▶ YOUR TASK:
Only an exact repetition of the entries will do.

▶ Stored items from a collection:

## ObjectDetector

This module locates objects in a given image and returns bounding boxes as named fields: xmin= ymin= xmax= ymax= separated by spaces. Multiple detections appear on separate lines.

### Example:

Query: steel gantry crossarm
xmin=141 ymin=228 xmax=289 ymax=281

▶ OUTPUT OF THE EXERCISE:
## ObjectDetector

This module locates objects in a given image and returns bounding boxes as named fields: xmin= ymin= xmax= ymax= separated by spaces. Multiple detections appear on separate lines.

### Example:

Query: steel gantry crossarm
xmin=141 ymin=228 xmax=289 ymax=281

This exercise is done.